OBJECTIVE> Write out, word for word, the portion of the forum thread below on ASOC and Objective C speed, from "If you really" up to and including "on doTotalsAS_(sender)".

PASSAGE GIVEN>
— Start —

If you really need to speed this up, I think you will have to go to Objective C. I had a test program that had a table with 1 million rows of random numbers (the table was populated by an NSArray of one million entries). My program added a second column that kept a running total of the numbers in the first column. Using the following ASOC code to loop through the array and add the second column took 9 minutes:

on doTotalsAS_(sender)
		set theTotal to 0
		repeat with anEntry in theData
			set theTotal to theTotal + (anEntry's valueForKey_("amountA") as real)
			anEntry's addObject_forKey_(theTotal, "amountB")
		end repeat
		setTheData_(theData)
	end doTotalsAS_

Using the following Objective C code, the same program took 2 seconds ( 270 times faster) :

-(void)makeTotals:(NSMutableArray *)myArray{
float total=0;
for (id obj in myArray){
    total = total + [[obj valueForKey:@"amountA"] floatValue];
    [obj setValue:[NSNumber numberWithFloat:total] forKey:@"amountB"];
    }
}   

Ric

Of course ObjC will beat ASOC in speed and power. But ObjC is out of reach for so many so that’s why ASOC beats ObjC in ease of use. Unless he can find someone to code that part of his app in ObjC, i think he can greatly speed up his app with the examples I have given him.

I know by experience now that things that used to take 30 or 60 seconds to accomplish before in plain old AS takes less than a second now with ASOC, if, of course, I manipulate cocoa objects.

— End —

DATA SECTION>

— Start —

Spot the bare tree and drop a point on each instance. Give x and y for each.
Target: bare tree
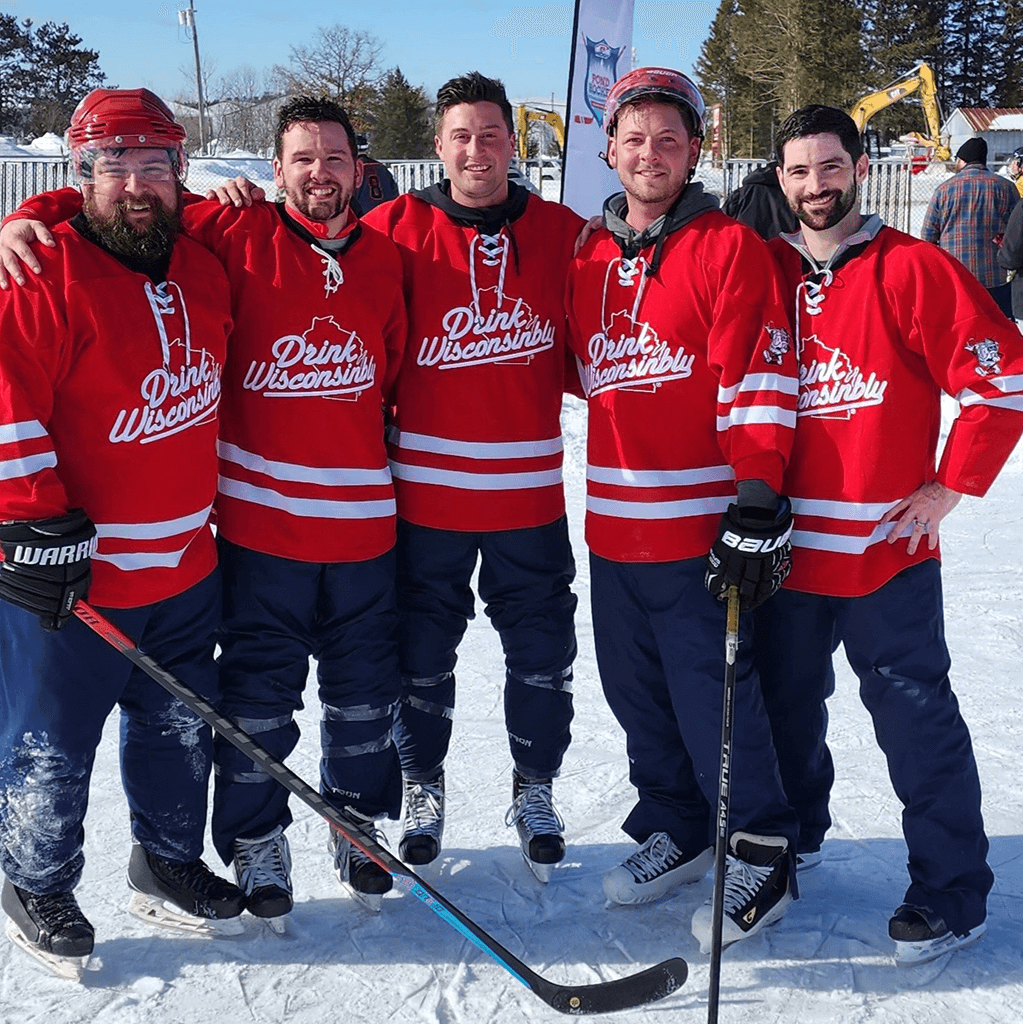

— End —

THE REPLY>
If you really need to speed this up, I think you will have to go to Objective C. I had a test program that had a table with 1 million rows of random numbers (the table was populated by an NSArray of one million entries). My program added a second column that kept a running total of the numbers in the first column. Using the following ASOC code to loop through the array and add the second column took 9 minutes:

on doTotalsAS_(sender)